→ SHORT TASK
Take the lines of the items below, starting with the line that contains "the woman's arm" and going on through the line that contains "column 460, row 345", and rewrite them as a JSON list of strings with one string per line. Leave out any blank lines.
◆ ◆ ◆ ◆
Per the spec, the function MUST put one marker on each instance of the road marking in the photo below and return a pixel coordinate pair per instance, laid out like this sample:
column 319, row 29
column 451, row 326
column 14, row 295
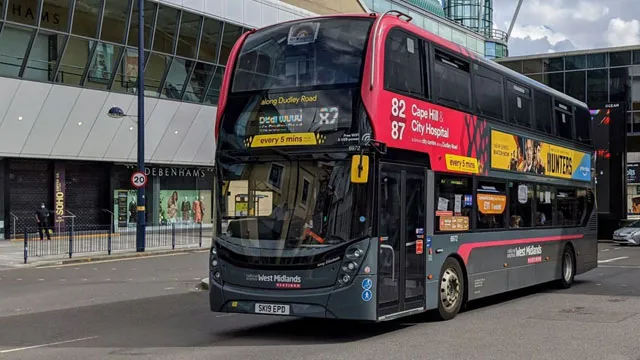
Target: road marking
column 620, row 266
column 614, row 259
column 225, row 315
column 123, row 259
column 45, row 345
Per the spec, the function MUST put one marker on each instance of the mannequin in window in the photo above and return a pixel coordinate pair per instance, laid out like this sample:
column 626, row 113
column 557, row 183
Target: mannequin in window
column 197, row 212
column 172, row 207
column 201, row 208
column 186, row 209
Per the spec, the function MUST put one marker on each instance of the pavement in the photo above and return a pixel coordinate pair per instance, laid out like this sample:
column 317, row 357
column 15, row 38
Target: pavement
column 153, row 308
column 92, row 249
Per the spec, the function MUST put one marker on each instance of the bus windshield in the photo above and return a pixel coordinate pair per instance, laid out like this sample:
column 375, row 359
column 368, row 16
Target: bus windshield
column 303, row 54
column 289, row 205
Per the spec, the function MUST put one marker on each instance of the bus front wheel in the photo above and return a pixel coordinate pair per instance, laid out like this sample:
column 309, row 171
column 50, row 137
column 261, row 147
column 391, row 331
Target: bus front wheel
column 568, row 268
column 451, row 289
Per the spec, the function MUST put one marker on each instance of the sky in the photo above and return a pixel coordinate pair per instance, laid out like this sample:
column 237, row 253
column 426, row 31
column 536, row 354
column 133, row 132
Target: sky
column 545, row 26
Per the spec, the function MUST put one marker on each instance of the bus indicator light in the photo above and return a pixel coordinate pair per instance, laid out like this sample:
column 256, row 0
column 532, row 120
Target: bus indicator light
column 419, row 247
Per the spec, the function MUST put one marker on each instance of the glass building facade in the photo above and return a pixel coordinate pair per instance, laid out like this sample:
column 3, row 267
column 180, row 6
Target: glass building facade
column 93, row 44
column 598, row 77
column 595, row 77
column 489, row 43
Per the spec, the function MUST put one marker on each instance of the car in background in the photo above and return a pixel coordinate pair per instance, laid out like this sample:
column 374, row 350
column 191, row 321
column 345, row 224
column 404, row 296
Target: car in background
column 629, row 234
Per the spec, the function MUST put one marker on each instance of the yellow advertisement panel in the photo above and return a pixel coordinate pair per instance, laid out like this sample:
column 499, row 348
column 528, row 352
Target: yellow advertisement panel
column 454, row 223
column 521, row 154
column 462, row 163
column 289, row 139
column 491, row 203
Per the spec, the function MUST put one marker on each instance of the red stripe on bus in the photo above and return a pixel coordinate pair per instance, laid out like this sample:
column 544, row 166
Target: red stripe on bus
column 465, row 249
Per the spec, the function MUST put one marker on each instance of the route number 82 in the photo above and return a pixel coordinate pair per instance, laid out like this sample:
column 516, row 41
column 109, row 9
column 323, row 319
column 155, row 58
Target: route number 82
column 398, row 108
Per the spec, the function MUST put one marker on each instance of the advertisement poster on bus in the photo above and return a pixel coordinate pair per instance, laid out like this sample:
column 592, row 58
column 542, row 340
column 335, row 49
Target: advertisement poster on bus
column 455, row 141
column 521, row 154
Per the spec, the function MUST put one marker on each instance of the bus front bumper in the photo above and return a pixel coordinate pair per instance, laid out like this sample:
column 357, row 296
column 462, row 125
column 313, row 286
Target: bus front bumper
column 327, row 303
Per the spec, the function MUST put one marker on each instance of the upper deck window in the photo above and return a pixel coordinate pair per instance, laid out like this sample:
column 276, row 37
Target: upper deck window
column 402, row 63
column 303, row 54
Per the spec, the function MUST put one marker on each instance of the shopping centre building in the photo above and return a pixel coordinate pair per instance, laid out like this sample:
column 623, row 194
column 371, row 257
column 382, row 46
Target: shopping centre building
column 465, row 22
column 608, row 80
column 65, row 63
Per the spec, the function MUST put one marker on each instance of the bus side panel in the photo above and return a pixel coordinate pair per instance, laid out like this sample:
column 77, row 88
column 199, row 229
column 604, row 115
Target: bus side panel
column 502, row 261
column 586, row 253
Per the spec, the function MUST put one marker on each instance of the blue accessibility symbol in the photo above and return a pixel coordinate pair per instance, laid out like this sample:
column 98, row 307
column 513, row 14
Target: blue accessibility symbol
column 367, row 283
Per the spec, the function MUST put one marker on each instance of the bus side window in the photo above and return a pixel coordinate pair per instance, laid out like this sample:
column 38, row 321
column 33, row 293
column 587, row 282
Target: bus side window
column 583, row 125
column 451, row 81
column 487, row 90
column 543, row 112
column 454, row 201
column 519, row 104
column 402, row 63
column 520, row 205
column 545, row 196
column 564, row 120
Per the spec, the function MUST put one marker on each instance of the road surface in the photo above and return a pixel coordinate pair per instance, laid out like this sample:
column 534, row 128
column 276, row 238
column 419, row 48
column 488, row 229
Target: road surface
column 151, row 309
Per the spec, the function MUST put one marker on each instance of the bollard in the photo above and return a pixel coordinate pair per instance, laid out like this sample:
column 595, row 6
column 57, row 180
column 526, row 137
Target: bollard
column 109, row 238
column 26, row 246
column 173, row 236
column 70, row 242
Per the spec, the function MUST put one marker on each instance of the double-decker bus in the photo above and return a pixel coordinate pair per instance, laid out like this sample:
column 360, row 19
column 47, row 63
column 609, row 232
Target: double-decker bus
column 368, row 169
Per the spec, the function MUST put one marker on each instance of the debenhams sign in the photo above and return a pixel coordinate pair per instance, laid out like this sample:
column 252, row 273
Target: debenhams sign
column 160, row 171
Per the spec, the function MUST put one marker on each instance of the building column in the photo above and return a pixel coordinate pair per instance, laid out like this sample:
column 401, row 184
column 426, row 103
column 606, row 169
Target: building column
column 153, row 198
column 4, row 221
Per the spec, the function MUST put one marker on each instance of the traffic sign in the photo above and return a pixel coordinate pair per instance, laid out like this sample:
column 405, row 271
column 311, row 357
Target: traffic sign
column 366, row 284
column 138, row 179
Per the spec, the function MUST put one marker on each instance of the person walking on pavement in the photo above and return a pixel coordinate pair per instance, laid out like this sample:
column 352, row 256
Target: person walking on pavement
column 42, row 217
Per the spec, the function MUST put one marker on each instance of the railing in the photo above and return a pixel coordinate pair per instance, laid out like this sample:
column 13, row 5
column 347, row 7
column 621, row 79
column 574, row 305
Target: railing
column 14, row 218
column 101, row 239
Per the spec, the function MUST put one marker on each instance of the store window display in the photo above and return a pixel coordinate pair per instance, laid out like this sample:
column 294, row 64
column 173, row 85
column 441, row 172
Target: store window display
column 185, row 207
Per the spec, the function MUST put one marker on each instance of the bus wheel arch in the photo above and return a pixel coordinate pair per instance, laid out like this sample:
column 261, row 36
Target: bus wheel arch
column 567, row 266
column 452, row 287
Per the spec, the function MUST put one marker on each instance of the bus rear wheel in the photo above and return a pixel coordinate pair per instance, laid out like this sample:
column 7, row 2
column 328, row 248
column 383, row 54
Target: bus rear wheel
column 451, row 289
column 568, row 269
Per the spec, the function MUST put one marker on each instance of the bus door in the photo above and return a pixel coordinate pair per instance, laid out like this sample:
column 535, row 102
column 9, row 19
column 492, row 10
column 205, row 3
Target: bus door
column 401, row 228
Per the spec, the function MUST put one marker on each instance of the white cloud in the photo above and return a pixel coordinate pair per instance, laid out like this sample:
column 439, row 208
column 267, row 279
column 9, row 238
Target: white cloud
column 537, row 32
column 620, row 32
column 562, row 25
column 590, row 11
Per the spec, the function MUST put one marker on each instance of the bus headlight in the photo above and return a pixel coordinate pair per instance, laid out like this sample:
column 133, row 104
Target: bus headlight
column 214, row 264
column 350, row 265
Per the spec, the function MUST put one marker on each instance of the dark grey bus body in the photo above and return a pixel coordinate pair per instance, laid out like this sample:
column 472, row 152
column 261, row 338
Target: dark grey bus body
column 488, row 259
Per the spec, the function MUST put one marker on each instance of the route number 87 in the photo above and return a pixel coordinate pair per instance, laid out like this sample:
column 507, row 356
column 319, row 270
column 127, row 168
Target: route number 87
column 398, row 107
column 397, row 130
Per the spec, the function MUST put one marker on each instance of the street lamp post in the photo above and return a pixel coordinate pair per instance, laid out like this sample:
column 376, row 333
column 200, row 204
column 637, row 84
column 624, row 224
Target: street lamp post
column 116, row 112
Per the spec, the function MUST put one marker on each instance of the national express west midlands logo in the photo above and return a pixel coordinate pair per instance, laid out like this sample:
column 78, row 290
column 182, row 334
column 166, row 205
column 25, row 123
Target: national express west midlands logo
column 281, row 281
column 305, row 33
column 277, row 123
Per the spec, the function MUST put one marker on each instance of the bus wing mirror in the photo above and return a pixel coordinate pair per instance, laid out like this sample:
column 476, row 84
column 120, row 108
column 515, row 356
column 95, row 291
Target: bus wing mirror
column 360, row 169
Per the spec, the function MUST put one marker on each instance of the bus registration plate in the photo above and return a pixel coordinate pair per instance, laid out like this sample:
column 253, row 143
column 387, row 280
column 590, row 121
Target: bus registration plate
column 272, row 309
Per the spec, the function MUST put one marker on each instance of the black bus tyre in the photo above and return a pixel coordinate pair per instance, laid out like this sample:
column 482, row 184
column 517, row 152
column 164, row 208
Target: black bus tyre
column 568, row 268
column 451, row 289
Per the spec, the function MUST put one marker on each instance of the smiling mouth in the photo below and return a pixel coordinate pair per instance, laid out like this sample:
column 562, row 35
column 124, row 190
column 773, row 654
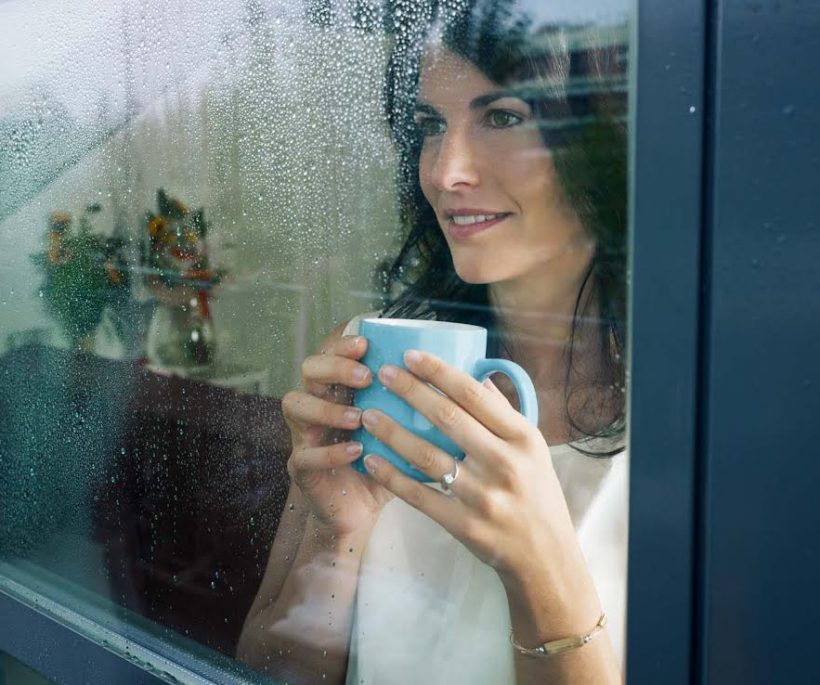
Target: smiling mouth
column 461, row 226
column 470, row 219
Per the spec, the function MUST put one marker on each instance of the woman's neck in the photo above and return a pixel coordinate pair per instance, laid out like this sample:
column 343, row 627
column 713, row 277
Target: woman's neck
column 536, row 313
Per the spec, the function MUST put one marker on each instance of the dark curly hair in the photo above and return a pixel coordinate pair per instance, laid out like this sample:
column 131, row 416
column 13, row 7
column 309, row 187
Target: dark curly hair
column 574, row 78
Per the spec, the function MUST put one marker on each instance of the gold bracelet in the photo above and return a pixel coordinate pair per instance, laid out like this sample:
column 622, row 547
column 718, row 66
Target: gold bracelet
column 566, row 644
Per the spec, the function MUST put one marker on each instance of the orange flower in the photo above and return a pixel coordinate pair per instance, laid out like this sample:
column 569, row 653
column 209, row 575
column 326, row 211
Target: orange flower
column 180, row 207
column 114, row 276
column 157, row 227
column 59, row 222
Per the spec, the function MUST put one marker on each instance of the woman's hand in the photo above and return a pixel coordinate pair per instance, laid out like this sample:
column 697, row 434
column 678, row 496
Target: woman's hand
column 320, row 417
column 506, row 505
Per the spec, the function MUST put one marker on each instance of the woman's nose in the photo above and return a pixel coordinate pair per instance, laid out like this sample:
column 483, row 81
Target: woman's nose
column 456, row 163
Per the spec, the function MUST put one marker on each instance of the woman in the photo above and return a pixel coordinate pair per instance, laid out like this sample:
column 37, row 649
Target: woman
column 512, row 186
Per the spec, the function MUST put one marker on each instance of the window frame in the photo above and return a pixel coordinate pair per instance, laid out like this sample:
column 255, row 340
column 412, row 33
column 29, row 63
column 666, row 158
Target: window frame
column 665, row 310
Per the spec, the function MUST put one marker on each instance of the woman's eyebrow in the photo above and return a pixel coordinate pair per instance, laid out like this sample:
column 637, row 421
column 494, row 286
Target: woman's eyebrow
column 476, row 103
column 483, row 100
column 425, row 108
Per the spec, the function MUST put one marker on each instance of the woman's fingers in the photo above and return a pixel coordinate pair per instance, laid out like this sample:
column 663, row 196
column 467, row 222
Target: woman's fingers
column 426, row 457
column 436, row 505
column 305, row 409
column 315, row 459
column 487, row 405
column 337, row 366
column 448, row 416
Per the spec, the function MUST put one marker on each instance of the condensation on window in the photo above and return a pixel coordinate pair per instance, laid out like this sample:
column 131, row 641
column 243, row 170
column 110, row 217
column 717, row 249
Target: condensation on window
column 192, row 197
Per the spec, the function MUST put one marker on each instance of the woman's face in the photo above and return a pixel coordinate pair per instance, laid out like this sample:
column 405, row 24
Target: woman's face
column 488, row 176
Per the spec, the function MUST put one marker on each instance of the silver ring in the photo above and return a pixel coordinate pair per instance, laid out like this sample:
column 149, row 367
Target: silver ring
column 448, row 479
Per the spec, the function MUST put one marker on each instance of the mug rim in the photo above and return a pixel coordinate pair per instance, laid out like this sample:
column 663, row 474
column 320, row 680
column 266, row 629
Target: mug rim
column 421, row 324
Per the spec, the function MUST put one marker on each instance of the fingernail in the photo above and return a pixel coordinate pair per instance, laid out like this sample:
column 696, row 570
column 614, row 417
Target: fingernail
column 360, row 373
column 388, row 373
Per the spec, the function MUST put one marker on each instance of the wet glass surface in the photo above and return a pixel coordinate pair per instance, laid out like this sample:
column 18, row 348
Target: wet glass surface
column 192, row 198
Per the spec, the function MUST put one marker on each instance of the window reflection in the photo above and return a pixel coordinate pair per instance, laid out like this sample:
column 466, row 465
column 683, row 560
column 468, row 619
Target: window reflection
column 182, row 231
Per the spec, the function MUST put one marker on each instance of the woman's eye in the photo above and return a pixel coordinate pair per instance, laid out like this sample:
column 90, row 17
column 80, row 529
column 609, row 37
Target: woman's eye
column 499, row 118
column 430, row 126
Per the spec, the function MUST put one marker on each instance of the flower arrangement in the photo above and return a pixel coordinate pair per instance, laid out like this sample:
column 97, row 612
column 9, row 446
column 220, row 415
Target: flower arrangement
column 84, row 273
column 178, row 272
column 176, row 250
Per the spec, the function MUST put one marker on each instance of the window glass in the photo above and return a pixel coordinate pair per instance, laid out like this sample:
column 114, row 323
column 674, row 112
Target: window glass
column 13, row 672
column 200, row 205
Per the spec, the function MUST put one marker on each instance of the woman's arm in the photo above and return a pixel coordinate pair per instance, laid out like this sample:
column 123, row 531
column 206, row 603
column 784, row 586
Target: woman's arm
column 552, row 601
column 299, row 626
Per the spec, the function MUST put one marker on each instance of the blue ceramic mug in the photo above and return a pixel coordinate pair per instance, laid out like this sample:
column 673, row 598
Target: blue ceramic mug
column 460, row 345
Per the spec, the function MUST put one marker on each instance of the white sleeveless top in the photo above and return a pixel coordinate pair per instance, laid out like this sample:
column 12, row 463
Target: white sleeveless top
column 428, row 611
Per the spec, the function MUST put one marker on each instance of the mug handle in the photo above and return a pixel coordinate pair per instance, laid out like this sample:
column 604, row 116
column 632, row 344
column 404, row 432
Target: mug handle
column 484, row 368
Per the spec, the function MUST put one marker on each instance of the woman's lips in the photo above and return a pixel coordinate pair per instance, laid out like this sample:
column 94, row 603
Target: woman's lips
column 462, row 231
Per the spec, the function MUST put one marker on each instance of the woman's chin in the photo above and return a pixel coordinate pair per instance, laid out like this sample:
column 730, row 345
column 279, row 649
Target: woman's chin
column 475, row 275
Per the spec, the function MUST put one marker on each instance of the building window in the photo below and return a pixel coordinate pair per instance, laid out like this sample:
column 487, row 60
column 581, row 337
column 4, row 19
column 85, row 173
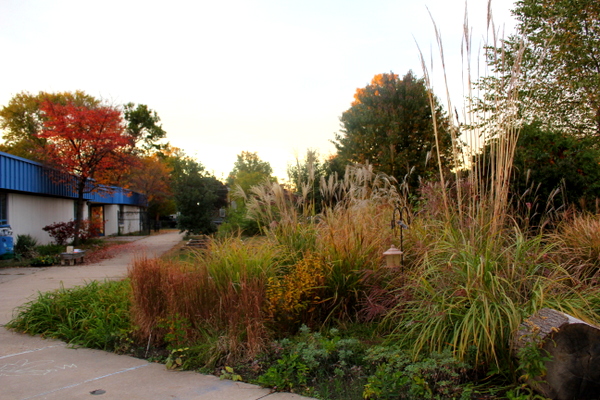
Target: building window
column 3, row 209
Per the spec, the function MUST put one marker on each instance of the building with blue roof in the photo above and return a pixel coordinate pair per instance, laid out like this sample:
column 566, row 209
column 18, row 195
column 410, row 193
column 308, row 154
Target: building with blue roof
column 31, row 197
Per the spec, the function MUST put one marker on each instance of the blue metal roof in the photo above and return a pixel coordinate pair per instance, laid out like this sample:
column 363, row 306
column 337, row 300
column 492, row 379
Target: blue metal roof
column 23, row 175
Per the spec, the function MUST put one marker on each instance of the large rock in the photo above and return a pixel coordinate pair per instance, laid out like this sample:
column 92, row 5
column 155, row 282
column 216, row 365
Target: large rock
column 574, row 348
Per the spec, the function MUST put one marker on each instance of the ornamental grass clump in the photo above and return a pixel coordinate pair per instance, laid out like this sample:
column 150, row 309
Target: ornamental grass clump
column 219, row 293
column 471, row 297
column 578, row 246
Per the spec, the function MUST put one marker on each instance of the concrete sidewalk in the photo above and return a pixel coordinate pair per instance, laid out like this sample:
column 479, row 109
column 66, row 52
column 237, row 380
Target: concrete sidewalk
column 35, row 368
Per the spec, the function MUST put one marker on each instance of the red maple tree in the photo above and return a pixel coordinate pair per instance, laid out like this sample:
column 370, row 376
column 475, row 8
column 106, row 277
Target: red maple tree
column 87, row 143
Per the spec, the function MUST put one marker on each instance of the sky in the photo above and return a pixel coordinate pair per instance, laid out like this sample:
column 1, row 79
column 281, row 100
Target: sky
column 265, row 76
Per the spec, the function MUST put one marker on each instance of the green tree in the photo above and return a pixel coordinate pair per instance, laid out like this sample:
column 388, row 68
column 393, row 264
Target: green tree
column 198, row 196
column 551, row 168
column 553, row 63
column 22, row 120
column 390, row 125
column 305, row 177
column 249, row 170
column 143, row 124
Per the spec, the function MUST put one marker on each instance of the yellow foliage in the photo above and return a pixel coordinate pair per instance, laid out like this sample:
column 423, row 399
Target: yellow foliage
column 294, row 292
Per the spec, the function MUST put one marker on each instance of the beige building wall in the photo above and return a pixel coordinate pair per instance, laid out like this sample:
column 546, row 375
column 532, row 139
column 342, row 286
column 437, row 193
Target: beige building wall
column 131, row 222
column 27, row 214
column 111, row 219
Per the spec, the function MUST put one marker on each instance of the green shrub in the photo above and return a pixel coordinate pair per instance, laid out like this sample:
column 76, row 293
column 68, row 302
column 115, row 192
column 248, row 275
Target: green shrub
column 49, row 249
column 398, row 376
column 42, row 261
column 25, row 246
column 310, row 358
column 95, row 315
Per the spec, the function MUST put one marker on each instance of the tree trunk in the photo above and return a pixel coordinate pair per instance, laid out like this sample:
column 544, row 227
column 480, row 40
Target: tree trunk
column 574, row 348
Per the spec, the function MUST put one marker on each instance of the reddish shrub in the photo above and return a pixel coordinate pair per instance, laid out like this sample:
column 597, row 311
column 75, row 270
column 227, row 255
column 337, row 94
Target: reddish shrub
column 64, row 232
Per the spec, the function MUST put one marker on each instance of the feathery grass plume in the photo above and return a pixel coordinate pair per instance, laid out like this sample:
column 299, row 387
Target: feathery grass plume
column 487, row 183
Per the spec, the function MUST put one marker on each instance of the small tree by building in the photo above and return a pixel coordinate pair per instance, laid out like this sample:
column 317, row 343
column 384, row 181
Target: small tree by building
column 86, row 142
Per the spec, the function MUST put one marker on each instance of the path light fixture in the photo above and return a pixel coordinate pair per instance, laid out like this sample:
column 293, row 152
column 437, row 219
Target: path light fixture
column 394, row 257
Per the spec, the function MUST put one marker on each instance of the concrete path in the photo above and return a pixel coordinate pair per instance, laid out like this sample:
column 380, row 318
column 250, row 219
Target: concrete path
column 35, row 368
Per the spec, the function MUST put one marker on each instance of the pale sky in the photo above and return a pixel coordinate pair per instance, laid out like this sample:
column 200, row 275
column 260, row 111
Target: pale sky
column 266, row 76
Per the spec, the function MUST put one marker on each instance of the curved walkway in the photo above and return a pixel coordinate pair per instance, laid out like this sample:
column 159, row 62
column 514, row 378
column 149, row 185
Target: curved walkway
column 35, row 368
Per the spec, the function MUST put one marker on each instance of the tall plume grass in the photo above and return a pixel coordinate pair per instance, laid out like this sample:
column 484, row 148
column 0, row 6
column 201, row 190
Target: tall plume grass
column 472, row 275
column 481, row 186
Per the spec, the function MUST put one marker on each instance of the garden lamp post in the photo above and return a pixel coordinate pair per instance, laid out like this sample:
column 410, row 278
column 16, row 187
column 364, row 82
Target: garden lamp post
column 395, row 257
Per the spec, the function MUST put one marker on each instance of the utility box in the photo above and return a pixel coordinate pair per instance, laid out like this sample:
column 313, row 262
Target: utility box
column 7, row 246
◆ ◆ ◆ ◆
→ PROBLEM SOLUTION
[
  "Per the spec, the function MUST put one marker on each instance of the woman's arm in the photo above and return a pixel coordinate pair per instance, laid out like this sample:",
  "column 123, row 531",
  "column 206, row 603",
  "column 784, row 586",
  "Target: woman's arm",
  "column 552, row 601",
  "column 299, row 626",
  "Per the spec, the function MUST put one marker on each instance of the blue ceramic mug in the photo above and return a pixel coordinate pair per instance, laid out like this sample:",
  "column 673, row 598",
  "Target: blue ceramic mug",
  "column 460, row 345"
]